Недаром риторика Цицерона станет образцом для изучающих эстетику слова в эпоху Возрождения

Дионисий Галикарнасский.

Дионисий (ок. 55 - ок. 8 г. до н.э.) родом из малоазийского города Галикарнасса - один из выдающихся риторов, современник Цицерона, прожил большую часть своей жизни в Риме (с 30 по 8 г. до н.э.).

Преподавая ораторское искусство, он изучил латинский язык и на основании тщательных разысканий написал большой труд "Римские древности".

Однако как бы сам Дионисий высоко ни ценил свой труд по истории, в сущности своей он был ритором, обладавшим, может быть, не столько оригинальностью творческих открытий, сколько основательной начитанностью, тонкой интуицией в понимании художественной речи и ее стилей, ясностью изложения, меткостью и изяществом характеристик и формулировок.

☆ ☆ ☆ ☆

### Письменное задание 1:
Какой большой труд написал Дионисий, согласно отрывку о Дионисии Галикарнасском?
### Письменное задание 2:
Выпишите из отрывка о Дионисии Галикарнасском часть, которая открывается словами «Дионисий Галикарнасский.» и завершается словами «г. до н.э.).».
Записи в этой работе не используются.

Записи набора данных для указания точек
☆ ☆ ☆ ☆

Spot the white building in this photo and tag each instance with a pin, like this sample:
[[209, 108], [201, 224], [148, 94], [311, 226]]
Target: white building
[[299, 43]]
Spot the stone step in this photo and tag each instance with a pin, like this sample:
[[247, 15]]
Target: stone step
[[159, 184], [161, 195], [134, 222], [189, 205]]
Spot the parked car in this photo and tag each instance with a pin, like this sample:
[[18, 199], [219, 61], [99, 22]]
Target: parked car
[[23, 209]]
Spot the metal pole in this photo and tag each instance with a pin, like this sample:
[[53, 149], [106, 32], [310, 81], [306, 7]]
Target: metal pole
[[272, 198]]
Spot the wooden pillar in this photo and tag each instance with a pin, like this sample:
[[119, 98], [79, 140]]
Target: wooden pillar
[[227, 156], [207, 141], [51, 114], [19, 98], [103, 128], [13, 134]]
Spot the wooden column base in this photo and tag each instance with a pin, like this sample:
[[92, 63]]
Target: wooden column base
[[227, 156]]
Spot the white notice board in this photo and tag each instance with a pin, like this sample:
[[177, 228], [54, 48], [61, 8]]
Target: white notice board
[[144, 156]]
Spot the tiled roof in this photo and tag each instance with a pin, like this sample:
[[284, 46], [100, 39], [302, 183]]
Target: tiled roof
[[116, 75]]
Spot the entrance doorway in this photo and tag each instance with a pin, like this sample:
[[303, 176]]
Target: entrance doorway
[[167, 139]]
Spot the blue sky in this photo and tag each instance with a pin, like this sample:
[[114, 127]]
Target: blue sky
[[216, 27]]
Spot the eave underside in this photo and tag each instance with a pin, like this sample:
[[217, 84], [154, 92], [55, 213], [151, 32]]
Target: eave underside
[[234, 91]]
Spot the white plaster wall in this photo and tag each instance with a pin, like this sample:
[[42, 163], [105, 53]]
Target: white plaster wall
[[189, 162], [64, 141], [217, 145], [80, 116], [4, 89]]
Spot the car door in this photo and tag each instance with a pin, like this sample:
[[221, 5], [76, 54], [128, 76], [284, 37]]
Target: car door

☆ ☆ ☆ ☆

### Правильный ответ 1:
«Римские древности».

### Правильный ответ 2:
Дионисий Галикарнасский.

Дионисий (ок. 55 - ок. 8 г. до н.э.) родом из малоазийского города Галикарнасса - один из выдающихся риторов, современник Цицерона, прожил большую часть своей жизни в Риме (с 30 по 8 г. до н.э.).